Written request 1> Copy, word for word, the lines in the listing from the line containing "of the shallow" down to the line containing "x=470 y=299", including both of those lines.

Given passage>

--------------------------------

BitMar: Low-Bit Multimodal Fusion with Episodic Memory for Edge Devices

Euhid Aman, Esteban Carlin, Hsing-Kuo Kenneth Pao, Giovanni Beltrame, Ghaluh Indah Permata Sari, Yie-Tarng Chen


Abstract
Cross-attention transformers and other multimodal vision-language models excel at grounding and generation; however, their extensive, full-precision backbones make it challenging to deploy them on edge devices. Memory-augmented architectures enhance the utilization of past context; however, most works rarely pair them with aggressive edge-oriented quantization. We introduce BitMar, a quantized multimodal transformer that proposes an external human-like episodic memory for effective image-text generation on hardware with limited resources. BitMar utilizes 1.58-bit encoders, one for text (BitNet-style) and one for vision (DiNOv2-based), to create compact embeddings that are combined and used to query a fixed-size key-value episodic memory. During vector retrieval, the BitNet decoder applies per‐layer conditioning, which increases the contextual relevance of generated content. The decoder also employs attention sinks with a sliding‐window mechanism to process long or streaming inputs under tight memory budgets. The combination of per-layer conditioning and sliding-window attention achieves a strong quality–speed trade–off, delivering competitive captioning and multimodal understanding at low latency with a small model footprint. These characteristics make BitMar well-suited for edge deployment.

--------------------------------

Records from a dataset
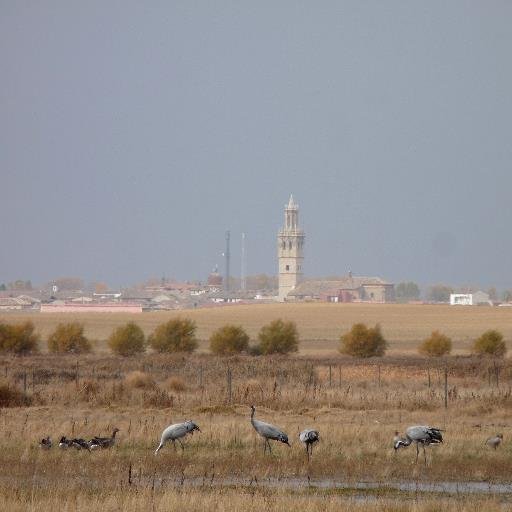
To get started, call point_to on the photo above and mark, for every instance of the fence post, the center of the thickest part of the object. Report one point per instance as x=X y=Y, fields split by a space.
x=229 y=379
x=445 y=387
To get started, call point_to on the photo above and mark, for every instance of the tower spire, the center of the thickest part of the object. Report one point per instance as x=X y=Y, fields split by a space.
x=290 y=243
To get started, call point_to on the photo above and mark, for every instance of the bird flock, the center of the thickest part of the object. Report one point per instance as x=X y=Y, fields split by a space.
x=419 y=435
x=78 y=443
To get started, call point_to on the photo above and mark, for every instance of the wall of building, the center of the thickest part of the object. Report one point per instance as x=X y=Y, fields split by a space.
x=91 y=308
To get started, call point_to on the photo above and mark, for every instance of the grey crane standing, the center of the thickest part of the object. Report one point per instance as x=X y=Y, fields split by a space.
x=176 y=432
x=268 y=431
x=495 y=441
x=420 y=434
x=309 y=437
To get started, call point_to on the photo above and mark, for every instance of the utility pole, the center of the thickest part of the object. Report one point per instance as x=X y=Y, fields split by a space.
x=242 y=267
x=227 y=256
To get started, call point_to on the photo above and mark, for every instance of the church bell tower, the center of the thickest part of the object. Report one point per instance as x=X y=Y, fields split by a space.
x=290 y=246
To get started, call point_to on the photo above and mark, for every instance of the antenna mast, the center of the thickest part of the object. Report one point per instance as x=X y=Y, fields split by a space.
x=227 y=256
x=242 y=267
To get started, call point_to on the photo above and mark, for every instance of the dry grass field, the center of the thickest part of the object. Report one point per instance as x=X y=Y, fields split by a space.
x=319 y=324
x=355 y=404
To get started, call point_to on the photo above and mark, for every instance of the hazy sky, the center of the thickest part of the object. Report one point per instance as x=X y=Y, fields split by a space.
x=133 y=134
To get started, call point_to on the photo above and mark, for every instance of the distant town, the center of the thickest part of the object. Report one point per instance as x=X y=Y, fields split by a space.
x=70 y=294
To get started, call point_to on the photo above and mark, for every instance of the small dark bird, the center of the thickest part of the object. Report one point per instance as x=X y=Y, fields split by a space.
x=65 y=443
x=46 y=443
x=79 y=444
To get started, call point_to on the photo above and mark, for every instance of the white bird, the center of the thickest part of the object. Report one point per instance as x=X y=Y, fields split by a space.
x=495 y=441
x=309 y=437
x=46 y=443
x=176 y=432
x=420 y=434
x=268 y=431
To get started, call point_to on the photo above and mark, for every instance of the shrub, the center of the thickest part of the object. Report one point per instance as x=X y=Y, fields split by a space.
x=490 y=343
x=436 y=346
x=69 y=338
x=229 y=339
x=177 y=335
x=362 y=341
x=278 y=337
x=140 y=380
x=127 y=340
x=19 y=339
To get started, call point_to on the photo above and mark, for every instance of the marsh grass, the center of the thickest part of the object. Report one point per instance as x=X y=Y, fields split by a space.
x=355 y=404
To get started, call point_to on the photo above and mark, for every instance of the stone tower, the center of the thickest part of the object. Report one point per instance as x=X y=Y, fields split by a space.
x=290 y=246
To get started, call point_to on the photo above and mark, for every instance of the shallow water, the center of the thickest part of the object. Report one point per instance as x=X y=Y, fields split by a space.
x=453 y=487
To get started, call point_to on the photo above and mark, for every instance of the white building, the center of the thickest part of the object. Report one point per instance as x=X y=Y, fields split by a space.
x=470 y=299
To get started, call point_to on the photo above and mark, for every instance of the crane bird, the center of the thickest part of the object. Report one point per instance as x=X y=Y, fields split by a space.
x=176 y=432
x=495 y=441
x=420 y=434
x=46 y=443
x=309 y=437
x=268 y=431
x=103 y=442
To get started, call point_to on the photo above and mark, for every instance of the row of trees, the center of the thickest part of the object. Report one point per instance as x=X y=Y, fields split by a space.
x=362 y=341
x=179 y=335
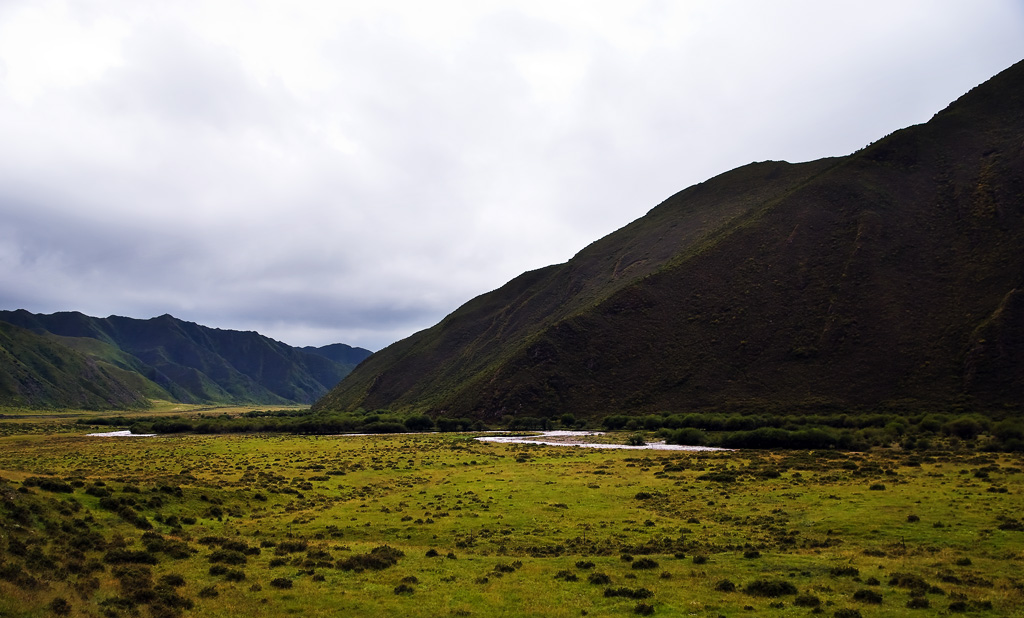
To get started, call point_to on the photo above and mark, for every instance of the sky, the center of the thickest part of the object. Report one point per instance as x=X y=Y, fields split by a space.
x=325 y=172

--------------------------------

Written request 2> Name every author listed in the BitMar abstract.

Final result 1>
To get started, call point_to on the photo above and mark, for every instance of the shallow water, the center of the thickest part of the object. Report one point per instance as x=X y=Y, fields split by a space.
x=453 y=487
To get started, call point_to on the photo above and mark, for every instance of the white building, the center of the thickest part of the object. Report one point per instance as x=X y=Y, fields split by a space.
x=470 y=299

Final result 2> Euhid Aman, Esteban Carlin, Hsing-Kuo Kenneth Pao, Giovanni Beltrame, Ghaluh Indah Permata Sari, Yie-Tarng Chen